BEGIN INPUT ROWS
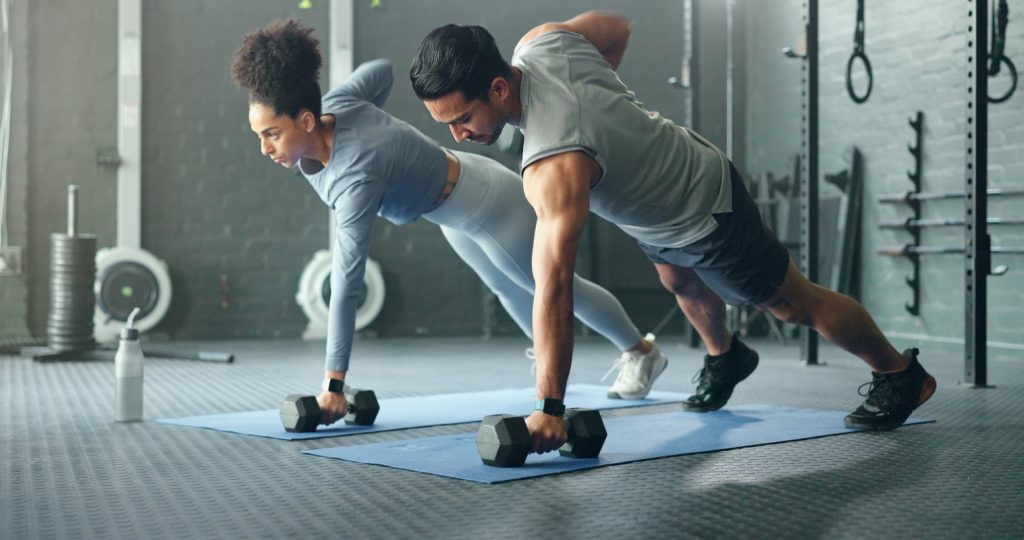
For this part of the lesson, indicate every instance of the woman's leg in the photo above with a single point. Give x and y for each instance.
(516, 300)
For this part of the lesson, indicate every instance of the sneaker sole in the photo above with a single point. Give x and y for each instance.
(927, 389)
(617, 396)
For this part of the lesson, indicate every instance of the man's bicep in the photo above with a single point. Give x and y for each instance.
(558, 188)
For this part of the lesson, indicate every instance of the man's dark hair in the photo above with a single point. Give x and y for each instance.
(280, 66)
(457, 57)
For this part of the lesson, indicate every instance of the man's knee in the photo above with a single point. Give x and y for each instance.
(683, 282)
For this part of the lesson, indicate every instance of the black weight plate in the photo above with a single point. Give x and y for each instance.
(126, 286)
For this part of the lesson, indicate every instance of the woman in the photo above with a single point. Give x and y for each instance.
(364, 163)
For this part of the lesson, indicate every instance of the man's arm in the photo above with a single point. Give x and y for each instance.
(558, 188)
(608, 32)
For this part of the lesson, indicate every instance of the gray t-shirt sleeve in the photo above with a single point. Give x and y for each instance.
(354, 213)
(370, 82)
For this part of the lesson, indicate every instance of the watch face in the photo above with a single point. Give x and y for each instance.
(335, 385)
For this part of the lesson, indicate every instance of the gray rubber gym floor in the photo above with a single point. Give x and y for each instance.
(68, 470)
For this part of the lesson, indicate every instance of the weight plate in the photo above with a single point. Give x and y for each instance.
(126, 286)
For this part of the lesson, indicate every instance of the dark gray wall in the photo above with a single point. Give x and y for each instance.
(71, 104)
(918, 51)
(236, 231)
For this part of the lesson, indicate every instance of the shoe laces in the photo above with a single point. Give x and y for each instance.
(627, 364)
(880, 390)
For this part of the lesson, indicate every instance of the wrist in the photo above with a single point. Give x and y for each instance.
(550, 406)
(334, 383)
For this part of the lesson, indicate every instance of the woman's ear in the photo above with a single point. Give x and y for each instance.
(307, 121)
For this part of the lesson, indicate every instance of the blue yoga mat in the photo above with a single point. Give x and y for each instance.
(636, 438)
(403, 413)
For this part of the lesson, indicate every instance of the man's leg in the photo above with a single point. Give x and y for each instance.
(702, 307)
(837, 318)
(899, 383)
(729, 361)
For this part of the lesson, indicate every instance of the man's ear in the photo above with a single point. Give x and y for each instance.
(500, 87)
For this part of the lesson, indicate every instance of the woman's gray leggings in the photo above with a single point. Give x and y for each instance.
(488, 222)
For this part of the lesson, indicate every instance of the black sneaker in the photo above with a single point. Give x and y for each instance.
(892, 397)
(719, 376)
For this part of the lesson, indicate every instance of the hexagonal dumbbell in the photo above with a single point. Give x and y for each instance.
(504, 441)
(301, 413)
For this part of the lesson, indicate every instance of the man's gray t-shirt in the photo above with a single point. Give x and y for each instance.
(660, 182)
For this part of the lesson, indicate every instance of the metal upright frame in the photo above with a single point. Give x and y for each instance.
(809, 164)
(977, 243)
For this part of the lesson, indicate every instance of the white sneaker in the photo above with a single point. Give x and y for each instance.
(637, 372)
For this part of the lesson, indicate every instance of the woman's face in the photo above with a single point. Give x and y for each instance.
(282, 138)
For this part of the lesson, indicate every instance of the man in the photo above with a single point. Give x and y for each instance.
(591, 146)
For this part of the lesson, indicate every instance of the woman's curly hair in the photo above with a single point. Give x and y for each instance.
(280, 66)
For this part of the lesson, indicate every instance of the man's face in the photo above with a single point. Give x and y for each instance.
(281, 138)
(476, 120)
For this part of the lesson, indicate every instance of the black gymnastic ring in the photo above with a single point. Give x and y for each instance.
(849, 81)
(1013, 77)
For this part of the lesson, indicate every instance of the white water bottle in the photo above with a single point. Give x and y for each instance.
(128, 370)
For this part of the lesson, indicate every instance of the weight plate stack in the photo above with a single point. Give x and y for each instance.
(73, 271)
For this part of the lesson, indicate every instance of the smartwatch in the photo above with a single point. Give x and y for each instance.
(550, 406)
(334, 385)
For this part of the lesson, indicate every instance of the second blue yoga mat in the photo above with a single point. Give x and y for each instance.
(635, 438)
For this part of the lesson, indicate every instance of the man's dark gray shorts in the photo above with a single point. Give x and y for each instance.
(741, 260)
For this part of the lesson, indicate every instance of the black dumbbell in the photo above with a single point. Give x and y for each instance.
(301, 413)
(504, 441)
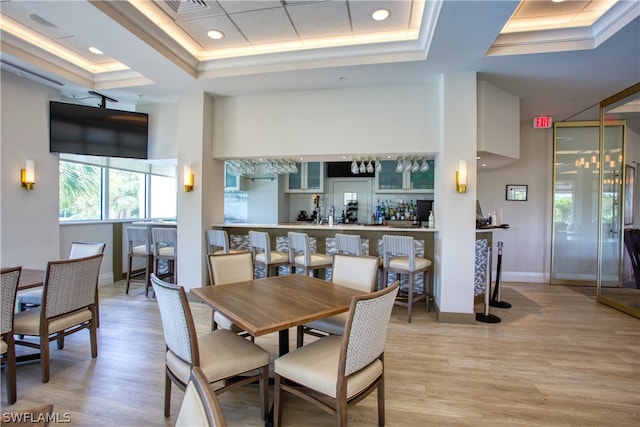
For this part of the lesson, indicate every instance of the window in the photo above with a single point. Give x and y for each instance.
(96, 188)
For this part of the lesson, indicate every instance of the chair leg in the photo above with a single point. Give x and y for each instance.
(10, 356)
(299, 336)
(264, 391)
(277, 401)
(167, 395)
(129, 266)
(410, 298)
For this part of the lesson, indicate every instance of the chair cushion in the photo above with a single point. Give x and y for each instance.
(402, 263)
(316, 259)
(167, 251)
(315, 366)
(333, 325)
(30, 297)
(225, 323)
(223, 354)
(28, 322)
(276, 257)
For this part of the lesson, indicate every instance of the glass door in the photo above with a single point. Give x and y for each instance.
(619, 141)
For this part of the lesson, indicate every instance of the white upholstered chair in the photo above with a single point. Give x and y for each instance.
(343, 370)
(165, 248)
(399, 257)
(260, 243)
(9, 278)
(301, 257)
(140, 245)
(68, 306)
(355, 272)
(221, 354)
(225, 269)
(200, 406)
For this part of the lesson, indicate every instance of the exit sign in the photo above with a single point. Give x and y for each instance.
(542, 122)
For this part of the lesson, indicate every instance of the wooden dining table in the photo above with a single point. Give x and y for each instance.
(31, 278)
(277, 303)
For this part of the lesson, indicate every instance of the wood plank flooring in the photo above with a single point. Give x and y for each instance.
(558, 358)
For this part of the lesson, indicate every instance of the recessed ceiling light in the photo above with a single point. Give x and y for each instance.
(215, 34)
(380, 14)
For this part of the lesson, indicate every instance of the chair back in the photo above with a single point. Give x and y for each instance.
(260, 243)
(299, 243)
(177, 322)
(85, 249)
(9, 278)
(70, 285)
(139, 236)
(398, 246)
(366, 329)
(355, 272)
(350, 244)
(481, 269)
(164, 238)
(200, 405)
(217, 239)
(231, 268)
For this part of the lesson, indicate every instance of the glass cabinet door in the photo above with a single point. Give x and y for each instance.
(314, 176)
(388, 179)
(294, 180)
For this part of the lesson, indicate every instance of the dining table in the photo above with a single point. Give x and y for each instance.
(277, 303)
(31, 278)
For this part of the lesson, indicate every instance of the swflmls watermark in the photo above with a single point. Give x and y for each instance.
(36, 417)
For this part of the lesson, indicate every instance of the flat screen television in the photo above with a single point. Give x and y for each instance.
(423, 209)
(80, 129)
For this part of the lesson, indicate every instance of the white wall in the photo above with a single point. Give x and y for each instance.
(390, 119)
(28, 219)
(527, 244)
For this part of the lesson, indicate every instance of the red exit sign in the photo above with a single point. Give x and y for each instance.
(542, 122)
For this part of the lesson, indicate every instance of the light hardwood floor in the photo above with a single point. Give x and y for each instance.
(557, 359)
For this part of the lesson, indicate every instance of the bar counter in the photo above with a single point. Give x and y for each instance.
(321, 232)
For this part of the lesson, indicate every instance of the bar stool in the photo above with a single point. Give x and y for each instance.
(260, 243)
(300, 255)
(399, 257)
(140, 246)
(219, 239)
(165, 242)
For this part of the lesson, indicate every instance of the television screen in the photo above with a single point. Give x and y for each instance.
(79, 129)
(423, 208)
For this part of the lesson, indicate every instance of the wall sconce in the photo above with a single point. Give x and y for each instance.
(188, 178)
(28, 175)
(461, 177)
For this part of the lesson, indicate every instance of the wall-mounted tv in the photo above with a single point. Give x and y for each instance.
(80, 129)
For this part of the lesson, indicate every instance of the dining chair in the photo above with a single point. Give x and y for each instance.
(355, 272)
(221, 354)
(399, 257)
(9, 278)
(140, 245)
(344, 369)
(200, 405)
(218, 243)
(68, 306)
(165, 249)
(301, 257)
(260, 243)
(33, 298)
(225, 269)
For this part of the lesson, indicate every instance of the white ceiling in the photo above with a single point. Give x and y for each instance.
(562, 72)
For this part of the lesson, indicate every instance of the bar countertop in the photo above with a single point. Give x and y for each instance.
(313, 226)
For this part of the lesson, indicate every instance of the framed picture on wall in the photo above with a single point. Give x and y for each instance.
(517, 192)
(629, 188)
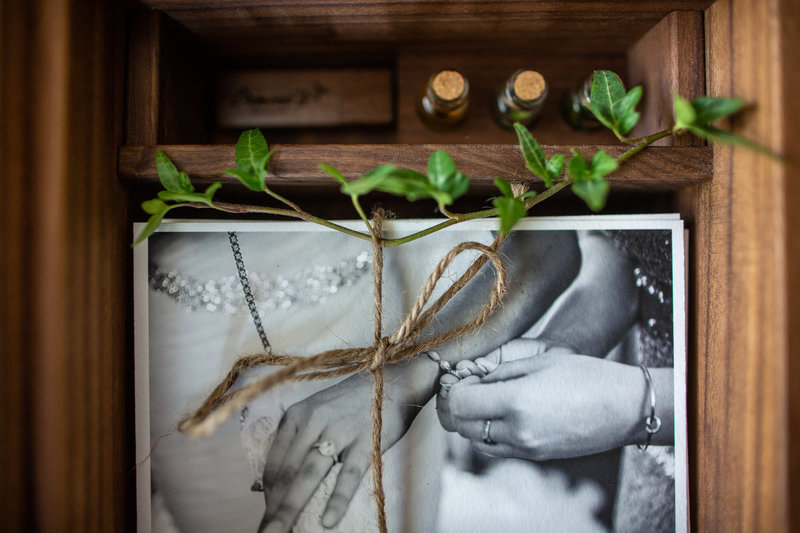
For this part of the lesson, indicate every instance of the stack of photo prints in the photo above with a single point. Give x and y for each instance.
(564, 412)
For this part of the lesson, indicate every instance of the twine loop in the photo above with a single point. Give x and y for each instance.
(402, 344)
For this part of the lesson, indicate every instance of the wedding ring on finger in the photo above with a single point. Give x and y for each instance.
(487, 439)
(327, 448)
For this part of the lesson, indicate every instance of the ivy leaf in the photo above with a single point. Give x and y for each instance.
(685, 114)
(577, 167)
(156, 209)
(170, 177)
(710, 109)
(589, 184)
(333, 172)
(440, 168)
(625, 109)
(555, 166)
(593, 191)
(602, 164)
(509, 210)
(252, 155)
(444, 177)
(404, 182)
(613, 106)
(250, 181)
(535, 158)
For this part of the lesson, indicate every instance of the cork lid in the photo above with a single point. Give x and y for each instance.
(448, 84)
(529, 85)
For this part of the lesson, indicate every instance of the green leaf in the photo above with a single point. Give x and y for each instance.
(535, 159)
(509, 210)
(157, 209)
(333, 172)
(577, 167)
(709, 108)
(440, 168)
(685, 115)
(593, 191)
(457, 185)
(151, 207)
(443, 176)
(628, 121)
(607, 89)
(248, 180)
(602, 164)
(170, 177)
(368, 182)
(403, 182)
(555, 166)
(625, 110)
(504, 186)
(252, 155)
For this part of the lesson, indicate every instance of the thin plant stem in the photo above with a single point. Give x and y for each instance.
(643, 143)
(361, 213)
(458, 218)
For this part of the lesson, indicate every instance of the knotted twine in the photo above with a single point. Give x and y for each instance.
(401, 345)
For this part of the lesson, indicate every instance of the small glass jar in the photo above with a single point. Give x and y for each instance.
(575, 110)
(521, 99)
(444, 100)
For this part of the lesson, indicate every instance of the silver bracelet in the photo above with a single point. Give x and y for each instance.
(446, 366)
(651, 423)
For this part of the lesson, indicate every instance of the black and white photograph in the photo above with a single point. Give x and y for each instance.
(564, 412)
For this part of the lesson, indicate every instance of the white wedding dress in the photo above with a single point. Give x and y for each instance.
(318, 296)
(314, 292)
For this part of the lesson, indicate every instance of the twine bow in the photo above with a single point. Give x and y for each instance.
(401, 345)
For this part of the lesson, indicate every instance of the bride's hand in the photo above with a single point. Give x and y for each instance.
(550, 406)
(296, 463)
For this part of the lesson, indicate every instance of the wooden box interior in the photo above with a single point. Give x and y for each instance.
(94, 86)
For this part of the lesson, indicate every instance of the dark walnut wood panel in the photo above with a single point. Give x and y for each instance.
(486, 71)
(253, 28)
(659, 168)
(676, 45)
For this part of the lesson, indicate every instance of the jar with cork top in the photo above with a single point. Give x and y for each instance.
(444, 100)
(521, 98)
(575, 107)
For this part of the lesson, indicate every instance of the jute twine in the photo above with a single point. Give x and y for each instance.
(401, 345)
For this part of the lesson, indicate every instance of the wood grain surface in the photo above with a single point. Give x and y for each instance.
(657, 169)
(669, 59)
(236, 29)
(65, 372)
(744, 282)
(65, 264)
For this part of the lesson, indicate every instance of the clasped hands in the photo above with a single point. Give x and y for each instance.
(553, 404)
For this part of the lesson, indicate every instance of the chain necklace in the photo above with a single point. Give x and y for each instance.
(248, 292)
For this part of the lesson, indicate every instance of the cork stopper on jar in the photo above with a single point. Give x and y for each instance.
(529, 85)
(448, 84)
END INPUT ROWS
_GIVEN REQUEST_. In the listing above, find the line containing "the dark walnut" and please quote exactly that line through the last one, and no other lines.

_FINAL RESULT_.
For this part of the lesson, indicate every instance of the dark walnut wood panel in the photo above with a single point. Give x and y for each instance.
(486, 71)
(253, 28)
(659, 168)
(676, 45)
For this part of the lesson, indicate every instance of the jar with cork top in the photo above with a single point. Give x and y for each instance.
(444, 100)
(521, 98)
(575, 107)
For this part of the lesson, indicate every instance of the jute twine in the photo above with a single point. Give x and y for each instance.
(401, 345)
For this part of the lesson, indicate every instance of the wood grain surface in the photo above with a single point. Give x and y for each instance.
(657, 169)
(669, 59)
(236, 29)
(65, 372)
(744, 282)
(65, 264)
For this part of the lesson, indicate every instance of the clasped hands in the photo above with a single point. Give x and y for each instance.
(553, 404)
For this part of the lesson, indicate every instance of the chain necklace in the photo above with a single point. Give x and y for each instance.
(248, 292)
For this part of the lesson, indicate every instance of the cork stopper on jar in the photo above with a single point. Give x and y for each instance.
(529, 85)
(448, 84)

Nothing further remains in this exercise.